§ **Data shown**:
---
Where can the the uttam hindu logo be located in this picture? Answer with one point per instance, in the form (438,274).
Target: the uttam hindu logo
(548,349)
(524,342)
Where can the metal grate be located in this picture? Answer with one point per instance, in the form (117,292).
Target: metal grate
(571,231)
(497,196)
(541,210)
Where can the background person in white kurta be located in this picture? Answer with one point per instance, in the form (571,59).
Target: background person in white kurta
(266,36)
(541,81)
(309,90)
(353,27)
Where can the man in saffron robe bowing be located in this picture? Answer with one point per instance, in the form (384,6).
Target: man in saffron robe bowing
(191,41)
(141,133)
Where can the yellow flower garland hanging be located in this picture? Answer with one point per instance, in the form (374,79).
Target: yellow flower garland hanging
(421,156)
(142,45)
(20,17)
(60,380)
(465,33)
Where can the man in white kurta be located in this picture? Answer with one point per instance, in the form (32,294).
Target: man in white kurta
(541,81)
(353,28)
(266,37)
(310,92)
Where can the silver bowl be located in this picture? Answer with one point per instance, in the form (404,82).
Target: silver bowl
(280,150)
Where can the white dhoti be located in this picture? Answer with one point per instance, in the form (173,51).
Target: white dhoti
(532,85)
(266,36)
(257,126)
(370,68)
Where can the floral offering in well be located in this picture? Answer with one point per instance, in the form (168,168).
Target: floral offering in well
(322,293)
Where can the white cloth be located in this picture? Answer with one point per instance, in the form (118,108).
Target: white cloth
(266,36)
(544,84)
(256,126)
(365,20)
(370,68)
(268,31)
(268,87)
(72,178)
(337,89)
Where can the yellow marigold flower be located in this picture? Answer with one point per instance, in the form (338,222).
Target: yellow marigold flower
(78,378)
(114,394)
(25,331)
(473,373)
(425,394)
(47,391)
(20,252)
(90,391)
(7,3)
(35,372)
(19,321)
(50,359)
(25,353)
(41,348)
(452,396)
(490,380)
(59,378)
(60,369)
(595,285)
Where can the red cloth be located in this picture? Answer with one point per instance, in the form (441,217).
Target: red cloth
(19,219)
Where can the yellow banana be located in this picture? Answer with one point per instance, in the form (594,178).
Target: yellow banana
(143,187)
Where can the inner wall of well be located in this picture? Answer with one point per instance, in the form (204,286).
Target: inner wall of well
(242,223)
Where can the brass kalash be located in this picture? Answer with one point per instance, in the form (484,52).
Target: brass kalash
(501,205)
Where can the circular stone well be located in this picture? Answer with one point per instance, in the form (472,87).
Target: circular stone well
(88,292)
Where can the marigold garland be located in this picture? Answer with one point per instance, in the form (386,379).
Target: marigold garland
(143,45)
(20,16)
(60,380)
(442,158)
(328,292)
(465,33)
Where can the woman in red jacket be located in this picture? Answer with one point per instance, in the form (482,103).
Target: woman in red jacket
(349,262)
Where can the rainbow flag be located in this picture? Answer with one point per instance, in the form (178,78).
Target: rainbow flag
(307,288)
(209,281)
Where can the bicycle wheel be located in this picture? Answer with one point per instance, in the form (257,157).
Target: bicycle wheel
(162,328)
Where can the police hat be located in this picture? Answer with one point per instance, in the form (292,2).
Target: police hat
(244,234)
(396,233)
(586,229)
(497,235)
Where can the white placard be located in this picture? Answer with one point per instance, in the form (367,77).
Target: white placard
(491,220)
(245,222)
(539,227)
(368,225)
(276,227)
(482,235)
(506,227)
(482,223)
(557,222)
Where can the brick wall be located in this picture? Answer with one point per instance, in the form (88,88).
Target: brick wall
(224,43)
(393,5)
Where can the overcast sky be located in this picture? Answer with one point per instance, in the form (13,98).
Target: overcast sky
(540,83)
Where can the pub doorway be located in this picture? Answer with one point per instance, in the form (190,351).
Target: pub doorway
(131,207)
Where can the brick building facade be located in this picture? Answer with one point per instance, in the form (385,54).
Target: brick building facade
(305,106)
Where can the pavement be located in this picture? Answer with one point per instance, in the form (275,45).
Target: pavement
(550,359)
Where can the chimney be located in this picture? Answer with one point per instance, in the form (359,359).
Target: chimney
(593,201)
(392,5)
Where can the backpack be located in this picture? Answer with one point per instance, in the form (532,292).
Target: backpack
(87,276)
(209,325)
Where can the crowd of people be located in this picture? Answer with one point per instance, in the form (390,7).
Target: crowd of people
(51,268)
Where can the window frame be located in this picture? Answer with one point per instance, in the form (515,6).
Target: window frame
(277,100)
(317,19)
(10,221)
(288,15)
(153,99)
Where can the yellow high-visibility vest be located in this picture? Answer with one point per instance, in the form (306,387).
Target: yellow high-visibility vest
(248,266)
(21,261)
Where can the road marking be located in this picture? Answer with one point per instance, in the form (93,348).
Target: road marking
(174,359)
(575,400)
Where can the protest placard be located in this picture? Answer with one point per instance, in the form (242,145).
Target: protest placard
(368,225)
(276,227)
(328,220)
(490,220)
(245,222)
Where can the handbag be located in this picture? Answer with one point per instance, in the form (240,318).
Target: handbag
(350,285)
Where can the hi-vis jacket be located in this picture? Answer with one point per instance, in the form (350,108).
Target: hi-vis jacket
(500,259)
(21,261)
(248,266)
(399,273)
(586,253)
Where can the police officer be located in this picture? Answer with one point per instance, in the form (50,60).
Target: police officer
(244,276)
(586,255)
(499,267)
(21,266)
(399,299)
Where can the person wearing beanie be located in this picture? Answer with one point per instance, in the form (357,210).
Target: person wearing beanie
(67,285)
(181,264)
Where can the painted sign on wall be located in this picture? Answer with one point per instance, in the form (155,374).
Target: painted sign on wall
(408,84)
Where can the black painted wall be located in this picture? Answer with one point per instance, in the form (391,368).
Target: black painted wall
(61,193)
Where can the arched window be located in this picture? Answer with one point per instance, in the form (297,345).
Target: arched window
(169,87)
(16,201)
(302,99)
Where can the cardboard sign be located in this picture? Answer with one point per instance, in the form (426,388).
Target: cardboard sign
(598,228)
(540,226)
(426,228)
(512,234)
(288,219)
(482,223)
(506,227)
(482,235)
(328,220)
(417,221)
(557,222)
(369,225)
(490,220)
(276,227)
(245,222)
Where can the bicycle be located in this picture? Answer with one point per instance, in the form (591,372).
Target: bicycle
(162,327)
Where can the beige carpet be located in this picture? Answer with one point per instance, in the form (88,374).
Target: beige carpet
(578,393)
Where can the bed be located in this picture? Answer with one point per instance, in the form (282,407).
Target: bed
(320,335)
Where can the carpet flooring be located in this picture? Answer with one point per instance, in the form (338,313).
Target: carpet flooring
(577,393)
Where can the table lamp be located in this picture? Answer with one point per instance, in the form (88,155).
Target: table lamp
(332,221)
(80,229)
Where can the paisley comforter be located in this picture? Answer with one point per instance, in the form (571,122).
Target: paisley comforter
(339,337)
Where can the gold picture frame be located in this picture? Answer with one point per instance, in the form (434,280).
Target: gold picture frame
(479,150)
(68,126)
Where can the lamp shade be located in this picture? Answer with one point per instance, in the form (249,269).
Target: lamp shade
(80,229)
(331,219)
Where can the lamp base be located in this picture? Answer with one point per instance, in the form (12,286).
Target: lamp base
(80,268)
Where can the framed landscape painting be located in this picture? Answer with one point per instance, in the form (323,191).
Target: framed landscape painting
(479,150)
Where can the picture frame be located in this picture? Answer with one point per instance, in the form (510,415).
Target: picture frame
---
Return the whole listing exactly.

§ **Response to the task**:
Where can the the uttam hindu logo be located in this picture? Answer with one point per instance, in the form (438,274).
Target: the uttam hindu logo
(548,349)
(524,342)
Where can the metal grate be located in this picture? Answer with one point per instance, in the form (117,292).
Target: metal grate
(571,231)
(497,196)
(541,210)
Where can the background person in white kurta be located in this picture? Answer with one point per instance, in the form (571,59).
Target: background person in white kurta
(266,36)
(541,81)
(309,90)
(353,27)
Where can the man in saffron robe bowing be located in this picture? Answer with one point per instance, in the form (384,6).
Target: man in saffron robe bowing
(191,41)
(141,133)
Where can the yellow flower garland hanging be located in this picture? Answer with one point per instance, in the form (374,79).
Target: yellow flower garland hanging
(421,156)
(142,45)
(20,17)
(60,380)
(465,33)
Where can the man in white kurta be located in this picture? Answer with one point per instance, in the form (32,294).
Target: man in white kurta
(541,81)
(353,28)
(266,37)
(310,92)
Where can the silver bowl be located in this picture? Answer with one point per instance, in the form (404,82).
Target: silver bowl
(280,150)
Where can the white dhoti be located in this picture? Answer with one point per instance, in the form (173,51).
Target: white dhoti
(532,85)
(266,36)
(257,126)
(370,68)
Where can the floral offering in well be located in this picture? Answer with one point per instance, in the form (168,168).
Target: floral offering in well
(322,293)
Where can the white cloth be located in this picture? Answer with one point per instance, in the form (118,108).
Target: white cloth
(266,36)
(544,84)
(256,126)
(365,20)
(370,68)
(268,31)
(268,87)
(72,178)
(337,89)
Where can the yellow marigold flower be located in this picture? Answer with one point per instance, in the form (338,222).
Target: yellow marigold flower
(78,378)
(114,394)
(25,331)
(473,373)
(425,394)
(47,391)
(20,252)
(90,391)
(7,3)
(35,372)
(19,321)
(50,359)
(25,353)
(41,348)
(452,396)
(490,380)
(59,378)
(60,369)
(595,285)
Where can the red cloth be located in this picture? Answer with one point per instance, in the form (441,217).
Target: red cloth
(19,219)
Where can the yellow banana be located in this picture? Answer with one point per instance, in the form (594,178).
Target: yellow banana
(143,187)
Where can the inner wall of well be located in this picture? Answer with one point per instance, in the form (204,286).
Target: inner wall of well
(242,223)
Where can the brass kalash be located in this picture? Answer with one point per instance, in the form (484,52).
Target: brass kalash
(501,205)
Where can the circular stone well be located in this picture? Answer with one point per instance, in the form (472,87).
Target: circular stone well
(88,292)
Where can the marigold garland be located in this picture? Answer with one point per instance, in the form (386,379).
Target: marigold garland
(143,45)
(20,16)
(60,380)
(442,158)
(328,292)
(465,33)
Where can the woman in red jacket be located in this picture? Answer with one point per instance, in the form (482,103).
Target: woman in red jacket
(349,262)
Where can the rainbow flag be located in this picture? Answer with one point per instance, in the form (178,78).
Target: rainbow flag
(307,288)
(209,281)
Where can the bicycle wheel be located in this picture? Answer with one point per instance, in the form (257,157).
Target: bicycle wheel
(162,328)
Where can the police hat be located in this picture? Answer with one point per instance, in the form (292,2).
Target: police hat
(244,234)
(396,233)
(586,229)
(497,235)
Where can the white placard be located in this picture? Answer with one point per instance, in the form (367,77).
Target: white placard
(491,220)
(245,222)
(539,227)
(368,225)
(276,227)
(482,235)
(506,227)
(482,223)
(557,222)
Where can the brick wall be located in this picture? Answer with one point per instance, in the form (88,88).
Target: brick wall
(224,43)
(393,5)
Where can the overcast sky be located in this picture? Answer with one point per instance, in the form (13,98).
Target: overcast sky
(540,83)
Where can the pub doorway be located in this picture? Answer with one point per instance, in the form (190,351).
Target: pub doorway
(131,207)
Where can the brick building facade be located in this picture? Answer with one point per instance, in the form (385,54).
Target: brick building facade
(305,106)
Where can the pavement be located in this picture? Answer with one point per instance, in the form (275,45).
Target: pavement
(550,359)
Where can the chimney be located in this picture? Answer with one point per instance, in the form (359,359).
Target: chimney
(593,201)
(392,5)
Where can the backpack be located in this picture? Answer with one point per instance, in the form (532,292).
Target: backpack
(87,276)
(209,325)
Where can the crowd of people be located in this picture? Answer with one point per instance, in the form (390,7).
Target: crowd of people
(51,268)
Where can the window frame be located in this picture? Answer with one point per instance, in the form (515,6).
Target: window frame
(277,100)
(317,19)
(10,221)
(288,15)
(153,99)
Where can the yellow high-visibility vest be located in this picture? Answer with one point per instance, in the form (306,387).
Target: yellow high-visibility vest
(248,266)
(21,261)
Where can the road marking be located in this picture? Answer with one point per instance, in the form (93,348).
Target: road marking
(174,359)
(575,400)
Where can the protest placard be located in this picture? Answer with one point per instance, in the form (242,145).
Target: protest placard
(368,225)
(276,227)
(328,220)
(490,220)
(245,222)
Where can the handbag be located in this picture? Answer with one point per instance, in the form (240,318).
Target: handbag
(350,285)
Where can the hi-vis jacket be located in this picture? Answer with one point per instance, in the form (350,108).
Target: hi-vis jacket
(500,259)
(21,261)
(248,266)
(399,273)
(586,253)
Where can the police officer be located in this picture? Answer with one point per instance, in the form (50,60).
Target: police officer
(244,276)
(586,255)
(499,267)
(21,266)
(399,299)
Where can the person wearing beanie be located in this picture? Answer with one point per instance, in the form (357,210).
Target: person wearing beanie
(67,285)
(181,264)
Where can the painted sign on wall be located in this picture? Answer with one point per instance, in the form (155,374).
Target: painted sign on wall
(408,84)
Where can the black painted wall be located in this picture? Answer with one point per instance, in the form (391,368).
Target: black painted wall
(61,193)
Where can the arched window be located in this picture? Answer with one point per instance, in the form (297,345).
Target: arched window
(169,87)
(16,201)
(302,99)
Where can the cardboard sign be located in this picture? Answer with one point per instance, in the form (426,388).
Target: cardboard sign
(598,228)
(540,226)
(426,228)
(512,234)
(288,219)
(482,223)
(506,227)
(482,235)
(328,220)
(417,221)
(557,222)
(369,225)
(490,220)
(276,227)
(245,222)
Where can the bicycle be located in this picture? Answer with one point per instance, in the form (591,372).
Target: bicycle
(162,327)
Where can the beige carpet be located in this picture? Answer with one point per instance, in the form (88,374).
Target: beige carpet
(578,393)
Where can the bed be located in this picture? Answer with one point per instance, in the form (282,407).
Target: bed
(320,335)
Where can the carpet flooring be located in this picture? Answer with one point per instance, in the form (338,313).
Target: carpet flooring
(577,393)
Where can the table lamp be located in this picture? Answer with one point per instance, in the form (88,155).
Target: table lamp
(332,221)
(80,229)
Where can the paisley comforter be located in this picture? Answer with one point per instance, in the form (571,122).
Target: paisley comforter
(339,337)
Where can the gold picture frame be located in this picture? Answer with one point per instance, in the form (434,280).
Target: gold picture frame
(479,150)
(68,126)
Where can the lamp shade be located in this picture? Answer with one point per instance, in the form (249,269).
Target: lamp shade
(80,229)
(331,219)
Where can the lamp base be located in this picture? Answer with one point per instance, in the form (12,286).
Target: lamp base
(80,268)
Where can the framed landscape painting be located in this picture? Answer with one point per instance, in the form (323,191).
Target: framed landscape painting
(479,150)
Where can the picture frame be located in this picture? Answer with one point per instance, in the form (510,415).
Target: picture frame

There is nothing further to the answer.